▶ _Given request_:
Transcribe all the records exactly and omit any images they hold.

Data entries
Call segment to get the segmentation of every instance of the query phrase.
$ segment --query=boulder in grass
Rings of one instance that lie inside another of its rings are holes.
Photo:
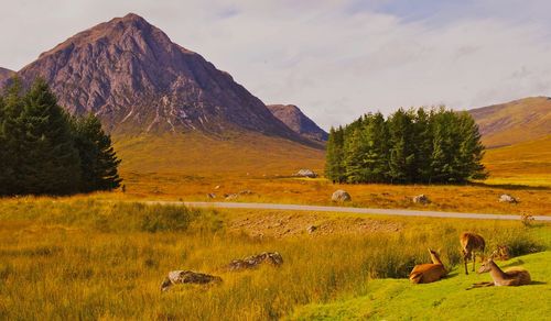
[[[499,197],[499,201],[503,203],[517,203],[517,199],[508,193],[504,193]]]
[[[331,200],[334,202],[346,202],[346,201],[350,201],[352,197],[346,190],[339,189],[333,193],[333,196],[331,197]]]
[[[419,204],[428,204],[431,202],[424,193],[414,196],[412,200],[414,203],[419,203]]]
[[[219,276],[214,276],[204,273],[197,273],[193,270],[172,270],[169,276],[164,279],[161,285],[161,291],[168,291],[174,285],[183,284],[196,284],[196,285],[208,285],[208,284],[219,284],[222,278]]]
[[[244,259],[234,259],[228,265],[229,270],[244,270],[257,268],[261,264],[280,266],[283,264],[283,257],[278,252],[263,252],[258,255],[245,257]]]
[[[296,177],[307,177],[307,178],[316,178],[317,174],[312,169],[301,169],[294,176]]]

▶ _Finished task_:
Call segment to get the segmentation of every instance of the query phrase.
$ segment --query=boulder in grass
Rings of one instance that lie inside another of its rings are holes.
Photo:
[[[499,197],[499,201],[503,203],[517,203],[517,199],[508,193],[504,193]]]
[[[331,200],[334,202],[346,202],[346,201],[350,201],[352,197],[346,190],[339,189],[333,193],[333,196],[331,197]]]
[[[419,204],[428,204],[431,202],[424,193],[414,196],[412,200],[414,203],[419,203]]]
[[[219,276],[214,276],[204,273],[197,273],[193,270],[172,270],[169,276],[164,279],[161,285],[161,291],[168,291],[174,285],[183,284],[196,284],[196,285],[208,285],[208,284],[219,284],[222,278]]]
[[[244,259],[234,259],[228,265],[229,270],[244,270],[257,268],[261,264],[280,266],[283,264],[283,257],[278,252],[263,252],[258,255],[245,257]]]
[[[296,177],[307,177],[307,178],[316,178],[317,174],[312,169],[301,169],[294,176]]]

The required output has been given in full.